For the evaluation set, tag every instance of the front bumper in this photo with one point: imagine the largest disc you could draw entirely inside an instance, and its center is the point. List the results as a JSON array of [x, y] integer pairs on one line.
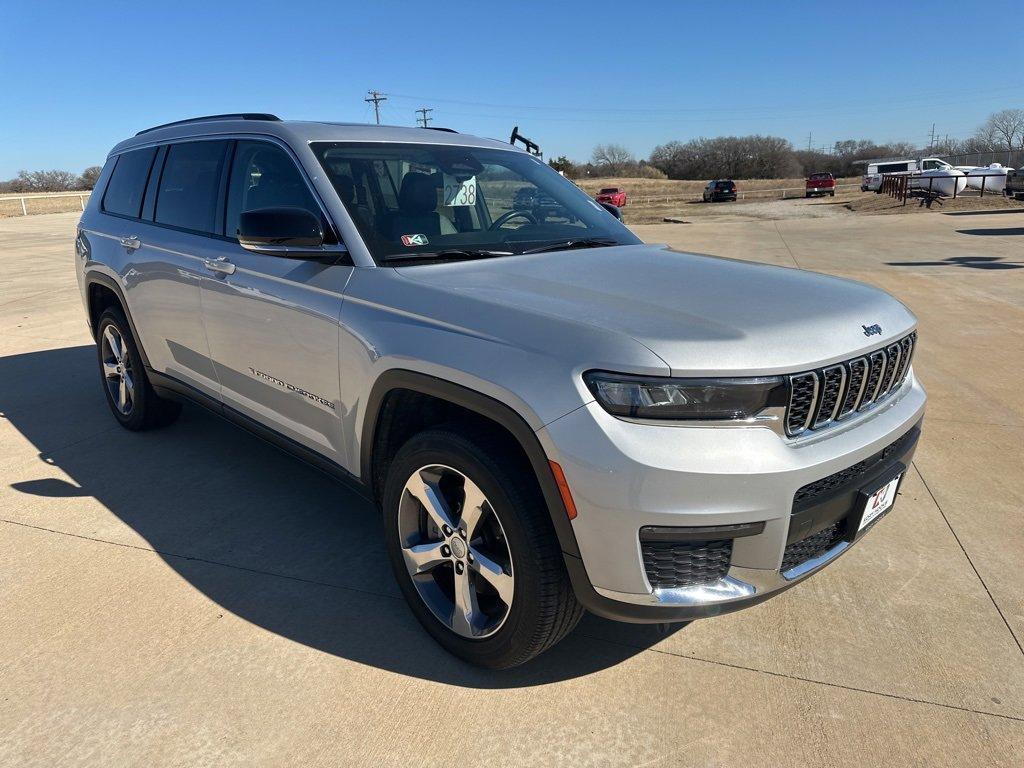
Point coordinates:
[[625, 476]]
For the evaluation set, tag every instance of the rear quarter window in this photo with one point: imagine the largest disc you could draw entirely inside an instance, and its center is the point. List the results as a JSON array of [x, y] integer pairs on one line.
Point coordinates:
[[127, 185], [189, 185]]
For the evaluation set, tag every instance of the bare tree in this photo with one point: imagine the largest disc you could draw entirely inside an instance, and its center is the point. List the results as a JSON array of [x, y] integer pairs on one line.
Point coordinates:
[[611, 160], [89, 177], [1003, 130]]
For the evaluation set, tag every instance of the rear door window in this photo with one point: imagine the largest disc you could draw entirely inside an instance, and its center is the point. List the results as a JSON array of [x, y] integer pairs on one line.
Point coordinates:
[[127, 184], [189, 185]]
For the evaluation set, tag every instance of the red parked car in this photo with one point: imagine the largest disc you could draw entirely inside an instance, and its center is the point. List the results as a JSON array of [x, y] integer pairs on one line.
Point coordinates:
[[820, 183], [613, 195]]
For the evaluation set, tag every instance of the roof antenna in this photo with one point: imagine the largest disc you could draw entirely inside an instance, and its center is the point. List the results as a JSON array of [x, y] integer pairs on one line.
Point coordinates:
[[530, 146]]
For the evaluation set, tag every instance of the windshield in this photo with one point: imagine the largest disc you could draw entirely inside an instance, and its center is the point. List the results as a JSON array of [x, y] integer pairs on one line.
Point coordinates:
[[427, 199]]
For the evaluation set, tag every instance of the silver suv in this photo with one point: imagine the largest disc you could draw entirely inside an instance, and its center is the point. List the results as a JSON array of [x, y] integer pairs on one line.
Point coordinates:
[[551, 415]]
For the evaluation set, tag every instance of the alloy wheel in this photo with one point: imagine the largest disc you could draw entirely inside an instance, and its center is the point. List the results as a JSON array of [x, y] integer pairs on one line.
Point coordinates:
[[456, 551], [118, 370]]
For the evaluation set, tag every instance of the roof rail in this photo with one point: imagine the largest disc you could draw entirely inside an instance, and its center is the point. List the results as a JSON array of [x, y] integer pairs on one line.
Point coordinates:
[[235, 116]]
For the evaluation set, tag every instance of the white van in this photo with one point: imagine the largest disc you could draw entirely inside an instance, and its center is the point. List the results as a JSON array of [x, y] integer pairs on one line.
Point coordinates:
[[877, 168]]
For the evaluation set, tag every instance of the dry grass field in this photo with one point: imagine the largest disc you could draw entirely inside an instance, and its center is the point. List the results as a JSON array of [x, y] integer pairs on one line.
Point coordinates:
[[646, 187], [10, 205], [654, 201]]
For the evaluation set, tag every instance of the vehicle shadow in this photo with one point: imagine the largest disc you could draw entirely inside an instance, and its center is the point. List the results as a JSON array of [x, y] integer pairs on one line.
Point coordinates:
[[971, 262], [993, 230], [262, 535], [983, 213]]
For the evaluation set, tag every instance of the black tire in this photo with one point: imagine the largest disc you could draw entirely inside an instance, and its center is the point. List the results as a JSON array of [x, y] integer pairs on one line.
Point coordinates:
[[148, 411], [544, 608]]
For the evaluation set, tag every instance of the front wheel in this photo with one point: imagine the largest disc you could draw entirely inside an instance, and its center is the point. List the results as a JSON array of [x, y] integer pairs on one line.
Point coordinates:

———

**WHAT IS BEING ASKED**
Copy out the entire listing above word for word, omitting the picture.

**EXERCISE SOLUTION**
For the evaluation set, tag every instance of the front bumper in this photo with one point: imagine the largest disc you could draw entirely inside an instance, and its center is the point. List the results as a JSON array of [x, y] integer pairs on one line.
Point coordinates:
[[625, 476]]
For the evaluation set, tag every instance of the rear quarter window in this photo with one point: imagine the largest disc you could draw entirely inside an instance, and its center is the point. List the results as a JSON array of [x, y] integer pairs on one line.
Point coordinates:
[[127, 185], [189, 185]]
For the evaluation set, tag every instance of the bare tree in this photo with one point: imagine the largest disc you could draw entirely inside an instance, and its center is the point. List the results as a JSON array of [x, y] integer pairs on one line.
Point coordinates:
[[611, 160], [89, 177], [1003, 130]]
For the evaluation set, tag every instance of the rear door window in this photo with one point: imagine the largest disc you could draw entirely inside an instance, and its center is the point. List the results as a JSON array of [x, y] integer pairs on one line.
Point coordinates:
[[127, 184], [189, 185]]
For the evaluation set, tag every instance of the red parked car in this photo with one point: imagine the largest disc you could draw entirely inside an instance, and its center is the point. List the results as a JSON array of [x, y] integer pairs on one line.
Point coordinates:
[[820, 183], [613, 195]]
For the evaluation set, tag every instance of the roof antenna in this photo with one point: imagine the largest disc you could draw entirely inside an instance, and its center is the point. List the results as a JSON array of [x, y] integer pairs on one line.
Point coordinates:
[[530, 146]]
For the evaluation set, tag every instance of the windshield in this photo with one point: imagine the largest disc you could draw entirely inside an instance, and its center is the point. List the results as a JSON array of [x, y] integer pairs on one line.
Point coordinates:
[[427, 199]]
For the evaluation set, tag every instance of the silver suv in this photo with one point: imagine the largest disc you could draw entirely inside an instance, and its center is the point. List the results as a JSON array of [x, y] integer pairs on one line.
Point coordinates:
[[551, 415]]
For the evaluation set, tag every instance of the alloy wheel in this photo with one point: imagine the largest disc you could draw entirely inside an instance, and its center is the point. List the results as a JSON array of [x, y] integer pairs on one line.
Point coordinates:
[[456, 551], [118, 370]]
For the evaluation set, tag every instance of the roof rail in this photo with one point: imagine the largest disc you could draw entirely inside an instance, and its center is the point. List the results as a JSON array of [x, y] integer pairs on one line.
Point coordinates:
[[235, 116]]
For the evaluation set, tag every instance of the white van in this photo with one point: imagine the largest disc you could draw entirely inside an instance, and its center is the point. List the results as a JSON array of [x, y] integer pairs on one line.
Point coordinates:
[[877, 168]]
For the evaluation set, tag every instance of the dry grass field in this photo with one point: imagine the largest disc you could draw entirely inside an instance, and its center is the point. List the results as a JSON array of [x, y] integer pairs on one line.
Point coordinates:
[[646, 187], [10, 205], [654, 201]]
For the evaluation set, tag every instance of the vehicle shadow in this photo with one point: imagine the largest disc you could draw entirely inside an instance, and its center is the point. List the results as a JSON array of [x, y] integer pairs on one line.
Point coordinates:
[[971, 262], [993, 230], [262, 535], [983, 213]]
For the evaluation set, tag every instance of the black tire in this photo with one point: imagine the largest disc you could draw entirely inside an instance, and its center is the point. List the results as a JSON array of [x, y] integer pairs on one line.
Point coordinates:
[[148, 411], [544, 608]]
For the evaluation set, tag every instance of the front wheel in this photo with one point: imagine the largest disc you could draw entirely inside an instance, and its center is the point. List the results as a JSON array of [x, y] integer pairs on one line.
Point coordinates:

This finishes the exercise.